▸ **MATERIAL PROVIDED**
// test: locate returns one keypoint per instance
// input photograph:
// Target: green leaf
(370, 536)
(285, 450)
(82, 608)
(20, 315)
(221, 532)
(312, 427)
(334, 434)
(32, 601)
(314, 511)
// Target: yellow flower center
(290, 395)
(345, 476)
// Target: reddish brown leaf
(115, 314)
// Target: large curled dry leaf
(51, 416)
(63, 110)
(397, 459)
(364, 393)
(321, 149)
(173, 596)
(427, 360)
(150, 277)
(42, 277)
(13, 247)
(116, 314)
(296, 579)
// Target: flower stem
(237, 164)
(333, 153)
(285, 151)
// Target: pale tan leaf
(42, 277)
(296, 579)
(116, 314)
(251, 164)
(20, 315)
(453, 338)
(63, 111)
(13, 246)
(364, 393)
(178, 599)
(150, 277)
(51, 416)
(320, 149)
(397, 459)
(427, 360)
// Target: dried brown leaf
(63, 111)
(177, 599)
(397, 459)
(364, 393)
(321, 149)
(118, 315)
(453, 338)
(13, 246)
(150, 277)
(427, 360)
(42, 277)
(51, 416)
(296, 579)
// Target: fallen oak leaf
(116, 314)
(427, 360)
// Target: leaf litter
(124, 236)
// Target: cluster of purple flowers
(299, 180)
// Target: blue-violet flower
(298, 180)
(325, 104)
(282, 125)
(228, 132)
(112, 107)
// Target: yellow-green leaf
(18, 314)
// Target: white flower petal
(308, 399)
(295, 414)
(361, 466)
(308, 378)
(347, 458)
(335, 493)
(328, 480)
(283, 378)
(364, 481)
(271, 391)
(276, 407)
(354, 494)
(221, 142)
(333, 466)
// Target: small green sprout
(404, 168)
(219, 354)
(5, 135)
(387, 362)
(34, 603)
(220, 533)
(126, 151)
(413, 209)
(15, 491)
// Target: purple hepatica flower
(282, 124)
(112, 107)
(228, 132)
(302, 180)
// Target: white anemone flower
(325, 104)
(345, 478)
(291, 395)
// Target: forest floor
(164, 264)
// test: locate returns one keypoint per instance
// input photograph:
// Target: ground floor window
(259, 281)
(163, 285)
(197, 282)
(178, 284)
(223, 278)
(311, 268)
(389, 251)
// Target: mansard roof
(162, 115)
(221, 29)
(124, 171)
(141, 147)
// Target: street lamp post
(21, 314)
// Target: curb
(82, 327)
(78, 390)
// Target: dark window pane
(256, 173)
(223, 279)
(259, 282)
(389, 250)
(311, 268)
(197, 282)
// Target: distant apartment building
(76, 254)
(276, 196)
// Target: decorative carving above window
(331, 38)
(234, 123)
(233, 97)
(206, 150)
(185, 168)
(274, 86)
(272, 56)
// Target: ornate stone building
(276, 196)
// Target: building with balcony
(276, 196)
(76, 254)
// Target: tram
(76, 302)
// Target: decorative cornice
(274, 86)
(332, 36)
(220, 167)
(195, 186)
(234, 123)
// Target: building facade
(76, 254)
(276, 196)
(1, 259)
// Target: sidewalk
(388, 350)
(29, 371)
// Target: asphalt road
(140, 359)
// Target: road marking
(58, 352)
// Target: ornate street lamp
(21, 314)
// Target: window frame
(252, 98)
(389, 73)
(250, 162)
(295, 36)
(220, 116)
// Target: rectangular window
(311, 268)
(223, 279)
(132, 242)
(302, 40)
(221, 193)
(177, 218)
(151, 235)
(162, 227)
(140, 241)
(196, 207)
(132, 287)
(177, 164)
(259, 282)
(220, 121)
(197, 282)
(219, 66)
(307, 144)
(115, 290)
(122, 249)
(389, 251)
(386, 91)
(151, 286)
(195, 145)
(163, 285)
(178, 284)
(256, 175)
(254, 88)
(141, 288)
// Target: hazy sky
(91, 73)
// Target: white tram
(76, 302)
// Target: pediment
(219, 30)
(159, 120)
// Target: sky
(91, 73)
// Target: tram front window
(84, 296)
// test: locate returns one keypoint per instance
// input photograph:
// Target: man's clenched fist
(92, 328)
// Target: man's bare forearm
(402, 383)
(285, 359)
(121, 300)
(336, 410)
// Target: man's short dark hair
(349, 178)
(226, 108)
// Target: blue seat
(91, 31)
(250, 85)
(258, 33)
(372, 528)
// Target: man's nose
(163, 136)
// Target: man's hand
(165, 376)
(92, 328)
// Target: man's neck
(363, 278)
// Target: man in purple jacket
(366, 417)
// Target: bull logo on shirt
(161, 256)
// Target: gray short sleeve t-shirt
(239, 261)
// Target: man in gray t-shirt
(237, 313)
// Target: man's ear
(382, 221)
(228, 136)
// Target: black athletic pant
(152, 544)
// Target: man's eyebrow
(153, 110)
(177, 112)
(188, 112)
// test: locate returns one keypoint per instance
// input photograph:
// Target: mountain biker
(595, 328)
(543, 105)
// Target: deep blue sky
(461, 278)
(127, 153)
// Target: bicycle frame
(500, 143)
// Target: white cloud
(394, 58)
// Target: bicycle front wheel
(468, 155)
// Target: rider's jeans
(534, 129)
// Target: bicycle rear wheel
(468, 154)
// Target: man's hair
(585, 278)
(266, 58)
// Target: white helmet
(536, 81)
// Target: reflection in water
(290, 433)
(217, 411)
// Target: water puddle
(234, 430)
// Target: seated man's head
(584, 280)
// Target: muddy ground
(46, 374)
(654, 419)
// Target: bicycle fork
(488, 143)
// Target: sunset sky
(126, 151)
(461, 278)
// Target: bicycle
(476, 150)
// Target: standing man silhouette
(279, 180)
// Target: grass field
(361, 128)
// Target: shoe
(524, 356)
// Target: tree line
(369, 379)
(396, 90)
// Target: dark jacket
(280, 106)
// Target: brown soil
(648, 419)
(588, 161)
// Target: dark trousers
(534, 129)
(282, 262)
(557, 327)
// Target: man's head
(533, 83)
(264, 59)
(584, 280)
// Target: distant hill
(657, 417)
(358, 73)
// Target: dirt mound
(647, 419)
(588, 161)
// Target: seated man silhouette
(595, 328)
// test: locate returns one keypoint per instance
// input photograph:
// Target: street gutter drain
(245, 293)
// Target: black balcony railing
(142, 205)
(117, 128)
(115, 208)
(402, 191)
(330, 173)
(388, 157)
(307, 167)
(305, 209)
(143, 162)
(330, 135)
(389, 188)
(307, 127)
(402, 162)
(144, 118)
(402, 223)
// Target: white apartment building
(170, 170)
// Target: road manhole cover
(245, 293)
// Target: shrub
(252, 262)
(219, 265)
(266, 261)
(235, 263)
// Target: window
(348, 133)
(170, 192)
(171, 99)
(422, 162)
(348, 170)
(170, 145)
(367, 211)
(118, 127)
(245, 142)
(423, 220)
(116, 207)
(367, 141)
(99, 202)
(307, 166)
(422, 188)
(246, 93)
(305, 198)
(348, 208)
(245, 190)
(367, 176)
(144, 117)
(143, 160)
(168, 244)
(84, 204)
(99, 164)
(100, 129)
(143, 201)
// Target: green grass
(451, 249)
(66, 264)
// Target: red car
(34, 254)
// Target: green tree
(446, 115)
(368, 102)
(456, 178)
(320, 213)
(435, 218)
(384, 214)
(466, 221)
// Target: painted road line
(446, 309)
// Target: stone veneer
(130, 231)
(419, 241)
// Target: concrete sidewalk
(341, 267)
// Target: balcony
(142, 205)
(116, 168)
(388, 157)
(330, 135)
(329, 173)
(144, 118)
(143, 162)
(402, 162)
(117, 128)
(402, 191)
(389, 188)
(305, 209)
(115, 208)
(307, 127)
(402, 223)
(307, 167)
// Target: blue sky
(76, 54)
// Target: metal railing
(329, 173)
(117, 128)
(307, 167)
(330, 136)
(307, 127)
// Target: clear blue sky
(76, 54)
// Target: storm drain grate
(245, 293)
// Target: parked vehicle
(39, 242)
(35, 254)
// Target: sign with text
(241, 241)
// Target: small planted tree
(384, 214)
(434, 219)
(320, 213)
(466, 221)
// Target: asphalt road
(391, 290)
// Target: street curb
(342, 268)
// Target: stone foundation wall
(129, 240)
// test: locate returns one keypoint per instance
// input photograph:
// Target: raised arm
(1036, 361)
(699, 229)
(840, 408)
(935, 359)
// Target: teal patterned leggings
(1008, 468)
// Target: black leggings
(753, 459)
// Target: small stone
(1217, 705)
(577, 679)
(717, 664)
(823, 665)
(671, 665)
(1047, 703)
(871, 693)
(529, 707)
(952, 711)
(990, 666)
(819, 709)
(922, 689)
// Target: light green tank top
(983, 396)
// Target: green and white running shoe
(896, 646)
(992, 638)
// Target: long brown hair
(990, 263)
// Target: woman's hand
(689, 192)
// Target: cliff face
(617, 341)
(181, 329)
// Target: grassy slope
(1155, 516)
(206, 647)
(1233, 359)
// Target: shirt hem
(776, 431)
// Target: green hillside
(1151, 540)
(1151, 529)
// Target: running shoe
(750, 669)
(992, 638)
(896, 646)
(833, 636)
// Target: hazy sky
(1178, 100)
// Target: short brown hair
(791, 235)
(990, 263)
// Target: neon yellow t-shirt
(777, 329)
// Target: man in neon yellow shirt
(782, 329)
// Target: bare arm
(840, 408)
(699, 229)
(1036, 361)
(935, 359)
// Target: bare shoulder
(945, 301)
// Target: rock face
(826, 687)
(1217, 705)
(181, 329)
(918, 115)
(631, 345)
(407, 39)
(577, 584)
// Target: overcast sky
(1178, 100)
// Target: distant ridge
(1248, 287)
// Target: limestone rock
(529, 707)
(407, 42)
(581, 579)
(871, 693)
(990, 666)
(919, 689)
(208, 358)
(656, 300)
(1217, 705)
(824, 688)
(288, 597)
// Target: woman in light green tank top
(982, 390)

▸ **EXERCISE**
Your task is to copy exactly, and only, the lines from the line with "stone foundation wall" through the last line of the entries, both included.

▸ **PROBLEM SOLUTION**
// Target: stone foundation wall
(129, 240)
// test: locate returns one keypoint per instance
// input photograph:
// Target: raised arm
(1036, 361)
(699, 229)
(840, 408)
(935, 359)
// Target: teal patterned leggings
(1008, 468)
// Target: black leggings
(753, 459)
// Target: small stone
(1217, 705)
(577, 679)
(717, 664)
(823, 665)
(671, 665)
(1047, 703)
(871, 693)
(529, 707)
(952, 711)
(990, 666)
(819, 709)
(922, 689)
// Target: light green tank top
(983, 396)
// Target: green and white running shoe
(896, 646)
(992, 638)
// Target: long brown hair
(990, 263)
// Target: woman's hand
(689, 192)
// Target: cliff face
(617, 341)
(181, 329)
// Target: grassy slope
(1155, 516)
(206, 647)
(1233, 359)
// Target: shirt hem
(776, 431)
// Target: green hillside
(1151, 540)
(1151, 529)
// Target: running shoe
(750, 669)
(992, 638)
(896, 646)
(833, 636)
// Target: hazy sky
(1178, 100)
// Target: short brown hair
(791, 235)
(990, 263)
// Target: neon yellow t-shirt
(777, 329)
// Target: man in neon yellow shirt
(782, 329)
// Target: bare arm
(840, 408)
(699, 229)
(1036, 361)
(935, 359)
// Target: bare shoulder
(945, 301)
// Target: rock face
(826, 687)
(1217, 705)
(181, 329)
(918, 115)
(631, 345)
(407, 39)
(577, 584)
// Target: overcast sky
(1178, 100)
// Target: distant ridge
(1248, 287)
// Target: limestone rock
(529, 707)
(407, 42)
(581, 579)
(871, 693)
(990, 666)
(919, 689)
(208, 358)
(656, 300)
(1217, 705)
(824, 688)
(288, 597)
// Target: woman in light green tank top
(982, 390)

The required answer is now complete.